Given instruction
List every line in the rows below that contains the string "patio", copying each line in full. Case counts.

Records for the task
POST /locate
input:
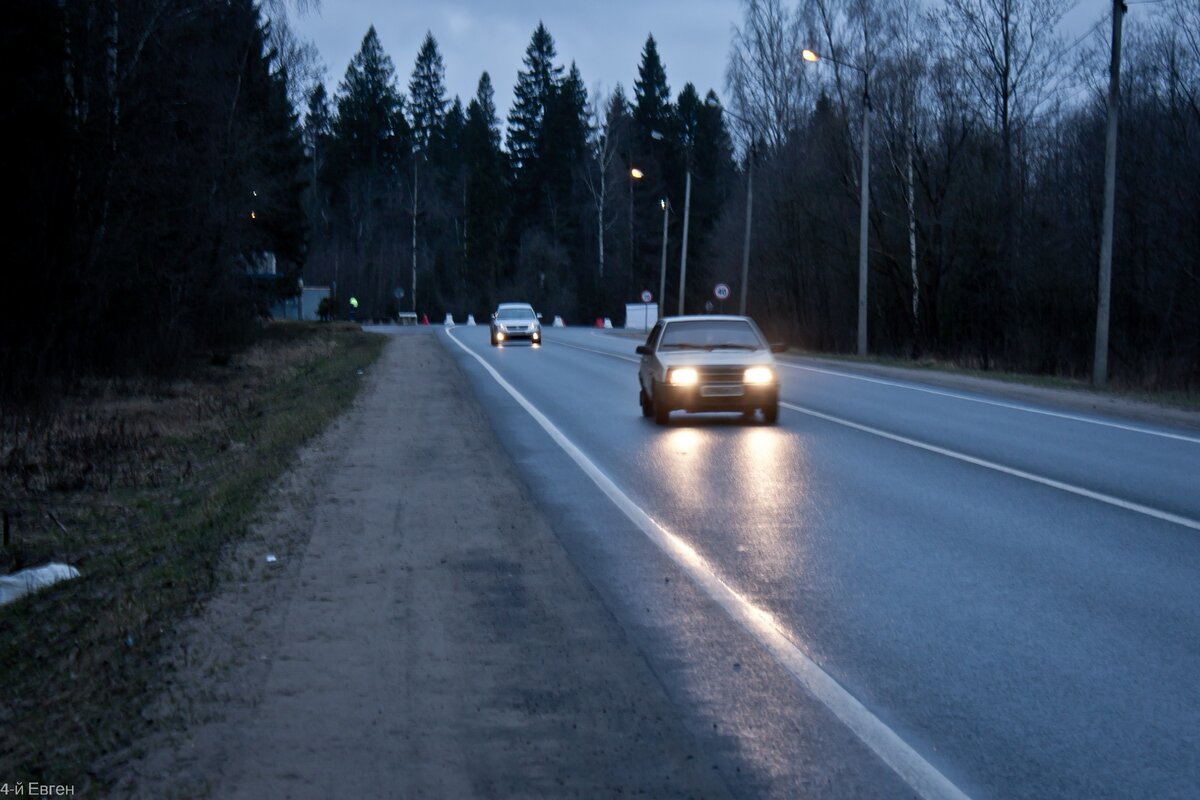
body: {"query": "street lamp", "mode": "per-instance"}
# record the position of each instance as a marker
(687, 217)
(745, 246)
(663, 269)
(865, 180)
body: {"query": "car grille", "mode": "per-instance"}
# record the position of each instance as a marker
(721, 374)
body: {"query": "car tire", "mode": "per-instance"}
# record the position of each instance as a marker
(661, 411)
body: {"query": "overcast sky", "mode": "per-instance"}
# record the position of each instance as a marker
(604, 37)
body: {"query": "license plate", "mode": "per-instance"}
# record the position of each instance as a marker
(720, 391)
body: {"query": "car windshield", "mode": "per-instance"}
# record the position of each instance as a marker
(711, 335)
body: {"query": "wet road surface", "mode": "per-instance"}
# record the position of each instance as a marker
(897, 590)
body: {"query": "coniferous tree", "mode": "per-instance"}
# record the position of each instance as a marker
(427, 97)
(535, 89)
(370, 130)
(486, 197)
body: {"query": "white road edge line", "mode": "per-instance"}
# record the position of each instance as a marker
(1165, 516)
(922, 776)
(1015, 407)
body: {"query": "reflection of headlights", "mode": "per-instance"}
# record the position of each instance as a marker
(684, 377)
(760, 376)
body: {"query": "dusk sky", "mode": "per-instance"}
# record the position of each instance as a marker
(604, 38)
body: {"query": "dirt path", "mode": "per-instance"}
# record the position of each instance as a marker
(421, 632)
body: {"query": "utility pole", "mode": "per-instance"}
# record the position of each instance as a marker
(745, 242)
(1101, 360)
(687, 216)
(663, 268)
(863, 216)
(414, 233)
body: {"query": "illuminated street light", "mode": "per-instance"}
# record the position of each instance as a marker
(864, 202)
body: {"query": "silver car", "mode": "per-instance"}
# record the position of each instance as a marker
(515, 320)
(708, 364)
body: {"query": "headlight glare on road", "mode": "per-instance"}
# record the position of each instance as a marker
(683, 377)
(760, 376)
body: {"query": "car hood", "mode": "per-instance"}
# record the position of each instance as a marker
(717, 358)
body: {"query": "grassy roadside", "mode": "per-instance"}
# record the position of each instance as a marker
(142, 486)
(1167, 398)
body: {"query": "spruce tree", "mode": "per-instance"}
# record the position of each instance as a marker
(535, 89)
(370, 131)
(427, 97)
(652, 96)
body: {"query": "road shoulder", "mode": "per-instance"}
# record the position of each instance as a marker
(421, 631)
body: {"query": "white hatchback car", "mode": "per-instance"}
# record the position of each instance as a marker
(515, 320)
(708, 364)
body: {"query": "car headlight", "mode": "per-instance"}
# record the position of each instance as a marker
(760, 376)
(683, 377)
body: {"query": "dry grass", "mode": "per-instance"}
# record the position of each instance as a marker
(141, 485)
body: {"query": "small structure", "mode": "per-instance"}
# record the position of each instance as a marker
(641, 316)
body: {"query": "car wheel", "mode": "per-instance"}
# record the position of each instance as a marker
(661, 413)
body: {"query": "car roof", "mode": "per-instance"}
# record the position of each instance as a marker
(706, 318)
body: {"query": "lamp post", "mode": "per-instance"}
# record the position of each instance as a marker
(745, 245)
(663, 269)
(687, 217)
(864, 202)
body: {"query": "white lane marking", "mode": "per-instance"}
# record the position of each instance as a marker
(615, 355)
(1165, 516)
(922, 776)
(1015, 407)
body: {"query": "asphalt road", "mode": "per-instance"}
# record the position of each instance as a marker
(898, 590)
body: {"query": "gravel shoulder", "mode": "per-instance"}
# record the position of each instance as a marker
(420, 633)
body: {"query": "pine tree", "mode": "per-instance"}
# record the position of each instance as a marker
(370, 131)
(427, 97)
(486, 197)
(652, 96)
(535, 89)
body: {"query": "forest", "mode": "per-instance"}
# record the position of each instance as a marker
(168, 149)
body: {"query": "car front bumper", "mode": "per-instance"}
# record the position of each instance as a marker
(719, 397)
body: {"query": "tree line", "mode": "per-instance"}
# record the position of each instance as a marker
(166, 151)
(155, 160)
(987, 156)
(423, 203)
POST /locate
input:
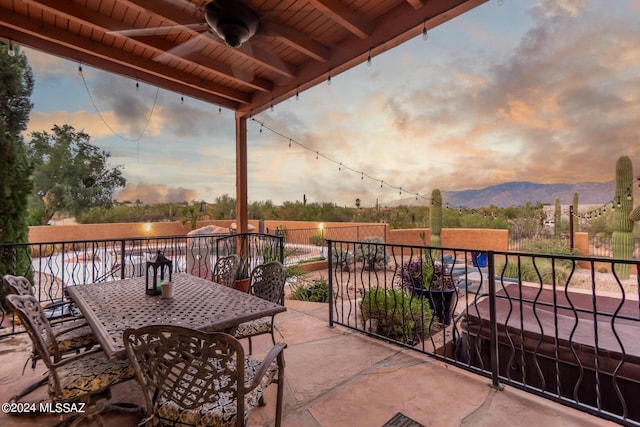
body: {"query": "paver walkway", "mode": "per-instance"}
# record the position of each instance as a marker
(337, 377)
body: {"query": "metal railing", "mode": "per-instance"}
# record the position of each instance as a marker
(55, 266)
(551, 325)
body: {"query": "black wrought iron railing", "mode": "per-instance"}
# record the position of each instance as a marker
(55, 266)
(562, 327)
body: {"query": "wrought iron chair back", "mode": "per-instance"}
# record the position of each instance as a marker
(69, 334)
(85, 377)
(267, 282)
(200, 378)
(226, 270)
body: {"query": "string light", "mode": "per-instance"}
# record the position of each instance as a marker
(341, 165)
(11, 52)
(146, 125)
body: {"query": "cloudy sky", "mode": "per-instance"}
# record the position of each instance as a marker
(546, 91)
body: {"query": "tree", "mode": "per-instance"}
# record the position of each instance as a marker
(71, 175)
(16, 86)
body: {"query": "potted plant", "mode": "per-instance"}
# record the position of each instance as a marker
(432, 279)
(392, 313)
(242, 277)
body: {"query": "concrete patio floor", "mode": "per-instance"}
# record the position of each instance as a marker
(337, 377)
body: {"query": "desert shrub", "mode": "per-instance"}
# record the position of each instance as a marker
(396, 315)
(316, 291)
(42, 251)
(372, 253)
(552, 248)
(293, 271)
(316, 239)
(312, 259)
(341, 258)
(528, 273)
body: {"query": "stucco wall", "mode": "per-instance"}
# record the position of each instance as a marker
(70, 233)
(463, 238)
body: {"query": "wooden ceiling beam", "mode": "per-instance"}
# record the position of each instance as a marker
(299, 41)
(354, 23)
(160, 45)
(76, 48)
(416, 4)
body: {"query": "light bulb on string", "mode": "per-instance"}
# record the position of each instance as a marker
(11, 51)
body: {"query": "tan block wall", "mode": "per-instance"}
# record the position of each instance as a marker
(464, 238)
(70, 233)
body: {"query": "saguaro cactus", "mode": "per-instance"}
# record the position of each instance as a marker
(435, 217)
(622, 238)
(574, 207)
(557, 218)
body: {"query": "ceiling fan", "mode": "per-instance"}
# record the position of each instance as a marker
(233, 22)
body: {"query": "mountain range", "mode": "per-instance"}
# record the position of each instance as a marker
(519, 193)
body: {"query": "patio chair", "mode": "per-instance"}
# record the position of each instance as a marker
(195, 378)
(83, 378)
(267, 282)
(226, 269)
(72, 334)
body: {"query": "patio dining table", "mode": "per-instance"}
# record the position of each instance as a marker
(112, 307)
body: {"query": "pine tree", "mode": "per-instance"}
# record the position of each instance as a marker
(16, 86)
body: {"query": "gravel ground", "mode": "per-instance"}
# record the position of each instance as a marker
(581, 279)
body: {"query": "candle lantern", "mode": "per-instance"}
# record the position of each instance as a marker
(157, 271)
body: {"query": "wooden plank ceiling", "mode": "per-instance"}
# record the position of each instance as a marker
(168, 43)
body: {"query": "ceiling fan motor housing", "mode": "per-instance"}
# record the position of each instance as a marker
(233, 21)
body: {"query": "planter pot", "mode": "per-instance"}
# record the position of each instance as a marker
(439, 301)
(242, 285)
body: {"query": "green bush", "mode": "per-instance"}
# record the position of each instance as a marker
(341, 258)
(371, 252)
(396, 315)
(528, 273)
(316, 291)
(316, 239)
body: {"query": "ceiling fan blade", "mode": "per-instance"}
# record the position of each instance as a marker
(159, 31)
(243, 73)
(183, 49)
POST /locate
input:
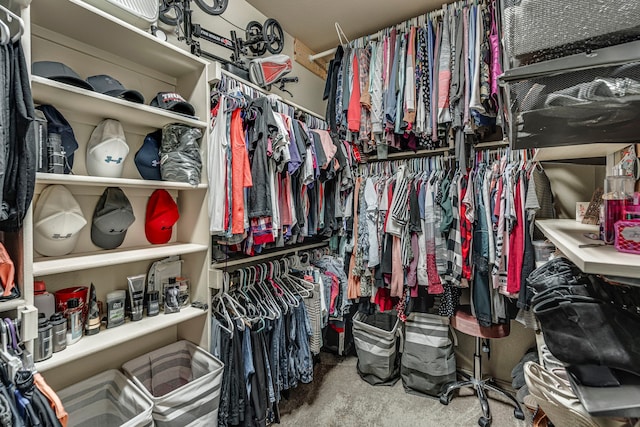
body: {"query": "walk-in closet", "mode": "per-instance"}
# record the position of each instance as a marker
(253, 213)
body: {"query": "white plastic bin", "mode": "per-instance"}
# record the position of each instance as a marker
(543, 251)
(108, 399)
(183, 382)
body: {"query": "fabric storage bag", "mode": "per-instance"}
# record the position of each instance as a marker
(376, 340)
(428, 361)
(105, 400)
(183, 382)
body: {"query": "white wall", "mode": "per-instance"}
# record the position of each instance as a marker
(306, 93)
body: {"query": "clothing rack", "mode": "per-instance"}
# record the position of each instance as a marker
(255, 91)
(411, 154)
(416, 20)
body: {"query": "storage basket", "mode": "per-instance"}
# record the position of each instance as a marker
(628, 236)
(428, 361)
(105, 400)
(376, 340)
(539, 30)
(183, 382)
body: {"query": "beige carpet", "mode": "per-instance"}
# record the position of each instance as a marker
(338, 397)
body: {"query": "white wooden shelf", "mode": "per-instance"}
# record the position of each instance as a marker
(98, 181)
(586, 151)
(81, 21)
(68, 97)
(107, 338)
(568, 234)
(82, 261)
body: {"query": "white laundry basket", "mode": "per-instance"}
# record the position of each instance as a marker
(183, 382)
(105, 400)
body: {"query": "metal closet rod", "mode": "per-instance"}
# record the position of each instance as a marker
(374, 36)
(261, 90)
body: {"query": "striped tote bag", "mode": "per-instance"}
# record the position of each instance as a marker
(428, 361)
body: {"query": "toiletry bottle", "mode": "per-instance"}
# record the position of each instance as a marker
(59, 331)
(42, 345)
(74, 320)
(618, 191)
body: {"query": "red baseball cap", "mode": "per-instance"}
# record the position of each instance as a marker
(162, 213)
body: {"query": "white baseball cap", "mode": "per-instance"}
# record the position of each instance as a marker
(57, 221)
(107, 150)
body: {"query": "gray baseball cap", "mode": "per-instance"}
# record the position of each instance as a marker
(59, 72)
(111, 219)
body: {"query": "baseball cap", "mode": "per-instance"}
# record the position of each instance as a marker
(57, 220)
(111, 219)
(57, 124)
(174, 102)
(107, 150)
(59, 72)
(162, 213)
(110, 86)
(147, 158)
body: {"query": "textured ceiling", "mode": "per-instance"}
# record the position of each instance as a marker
(312, 21)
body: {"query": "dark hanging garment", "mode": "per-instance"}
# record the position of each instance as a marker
(19, 166)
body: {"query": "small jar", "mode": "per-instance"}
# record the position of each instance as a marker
(59, 331)
(153, 303)
(115, 308)
(74, 320)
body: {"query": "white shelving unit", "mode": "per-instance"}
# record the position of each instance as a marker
(108, 338)
(81, 261)
(93, 42)
(568, 234)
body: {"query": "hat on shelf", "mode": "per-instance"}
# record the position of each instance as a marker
(173, 102)
(147, 159)
(59, 72)
(57, 221)
(107, 150)
(112, 87)
(162, 214)
(62, 141)
(111, 219)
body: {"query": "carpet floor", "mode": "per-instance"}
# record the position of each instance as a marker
(339, 397)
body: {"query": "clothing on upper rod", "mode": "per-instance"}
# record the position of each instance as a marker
(428, 223)
(420, 86)
(274, 179)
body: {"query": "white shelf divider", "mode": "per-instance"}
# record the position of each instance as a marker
(64, 96)
(80, 21)
(108, 338)
(98, 181)
(568, 234)
(82, 261)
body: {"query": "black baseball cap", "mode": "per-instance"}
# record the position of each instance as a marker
(111, 219)
(109, 86)
(147, 159)
(59, 72)
(173, 102)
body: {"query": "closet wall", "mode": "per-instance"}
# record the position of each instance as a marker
(307, 92)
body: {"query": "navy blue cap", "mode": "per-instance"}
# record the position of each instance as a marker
(147, 158)
(56, 123)
(110, 86)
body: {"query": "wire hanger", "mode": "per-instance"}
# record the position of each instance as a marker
(10, 17)
(341, 35)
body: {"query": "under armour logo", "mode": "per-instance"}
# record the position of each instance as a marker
(60, 236)
(110, 159)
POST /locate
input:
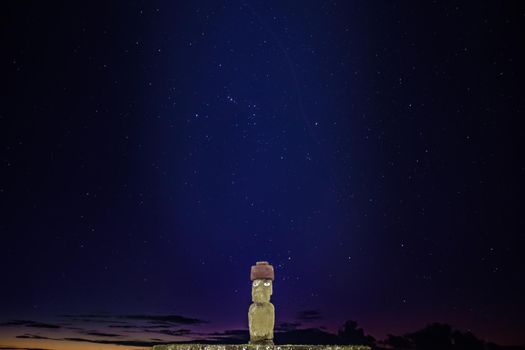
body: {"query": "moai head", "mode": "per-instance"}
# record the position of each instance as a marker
(262, 276)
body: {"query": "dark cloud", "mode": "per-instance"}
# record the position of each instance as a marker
(172, 332)
(32, 336)
(309, 315)
(116, 342)
(97, 341)
(287, 326)
(17, 348)
(28, 323)
(102, 334)
(160, 319)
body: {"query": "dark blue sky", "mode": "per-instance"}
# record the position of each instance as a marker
(151, 152)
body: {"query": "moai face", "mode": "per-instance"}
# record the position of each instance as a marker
(262, 289)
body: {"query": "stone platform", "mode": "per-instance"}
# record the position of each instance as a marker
(258, 347)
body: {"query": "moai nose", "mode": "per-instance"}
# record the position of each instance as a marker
(262, 270)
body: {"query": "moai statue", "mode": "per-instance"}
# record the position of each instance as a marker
(261, 315)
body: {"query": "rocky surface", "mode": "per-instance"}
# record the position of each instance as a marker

Complete output
body: {"query": "concrete patio floor", "mode": "per-instance"}
body: {"query": "patio chair", "mode": "per-instance"}
body: {"query": "patio dining table", "mode": "per-instance"}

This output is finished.